§ **DESCRIPTION OF THE TASK**: Copy the lines of the listing below word for word, from the line containing "tree reflection in" through the end of the listing.

§ **INPUT RECORDS**:
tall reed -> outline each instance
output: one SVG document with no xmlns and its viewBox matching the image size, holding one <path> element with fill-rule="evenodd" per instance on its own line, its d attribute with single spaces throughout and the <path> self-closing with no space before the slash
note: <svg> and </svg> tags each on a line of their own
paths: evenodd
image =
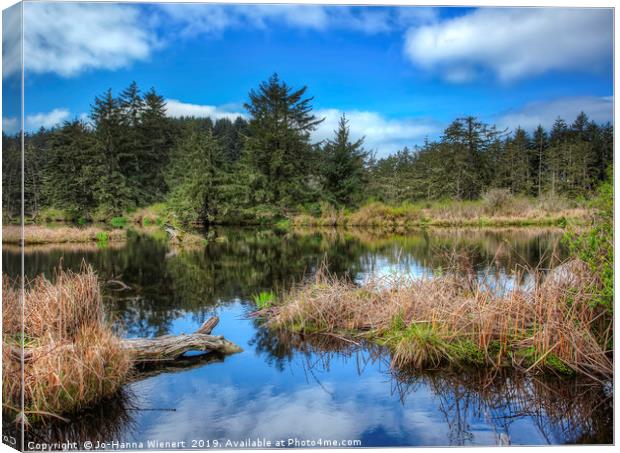
<svg viewBox="0 0 620 453">
<path fill-rule="evenodd" d="M 395 367 L 470 362 L 609 377 L 611 320 L 591 305 L 587 268 L 566 266 L 570 278 L 501 289 L 458 273 L 357 285 L 323 269 L 262 314 L 273 327 L 369 338 L 390 348 Z"/>
<path fill-rule="evenodd" d="M 3 411 L 38 420 L 114 395 L 131 362 L 106 320 L 97 276 L 58 270 L 25 284 L 23 335 L 19 288 L 3 275 Z M 21 407 L 21 348 L 24 348 Z"/>
</svg>

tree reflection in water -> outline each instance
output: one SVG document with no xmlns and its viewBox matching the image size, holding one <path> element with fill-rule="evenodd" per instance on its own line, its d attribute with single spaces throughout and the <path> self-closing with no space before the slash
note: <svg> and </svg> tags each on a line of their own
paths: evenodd
<svg viewBox="0 0 620 453">
<path fill-rule="evenodd" d="M 477 368 L 395 370 L 390 367 L 388 351 L 376 345 L 261 327 L 254 344 L 257 352 L 272 355 L 281 369 L 286 359 L 301 353 L 305 369 L 319 384 L 316 371 L 329 371 L 332 360 L 355 358 L 360 375 L 367 365 L 382 362 L 392 394 L 401 404 L 420 387 L 429 388 L 437 397 L 450 430 L 450 445 L 471 444 L 472 423 L 478 421 L 493 427 L 497 444 L 508 444 L 512 425 L 523 418 L 531 419 L 549 444 L 600 444 L 613 439 L 611 386 L 589 378 L 526 376 L 512 370 Z"/>
</svg>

§ **CORRECT OUTPUT**:
tree reflection in water -> outline each instance
output: one SVG document with no xmlns and its viewBox matching the image size, holding one <path> element with fill-rule="evenodd" per instance on its own line, its d attribute with single spaces throughout and the <path> self-closing with no space before the slash
note: <svg> and </svg> tags each on a line of their own
paths: evenodd
<svg viewBox="0 0 620 453">
<path fill-rule="evenodd" d="M 477 368 L 395 370 L 390 367 L 388 351 L 376 345 L 261 327 L 254 344 L 257 352 L 272 355 L 281 369 L 286 359 L 301 353 L 305 369 L 319 384 L 316 371 L 329 371 L 332 360 L 355 358 L 360 375 L 367 365 L 382 362 L 392 394 L 401 404 L 420 387 L 429 388 L 437 397 L 450 430 L 450 445 L 471 444 L 472 423 L 478 421 L 493 427 L 497 444 L 508 444 L 512 425 L 523 418 L 531 419 L 549 444 L 600 444 L 613 439 L 611 386 L 589 378 L 526 376 L 512 370 Z"/>
</svg>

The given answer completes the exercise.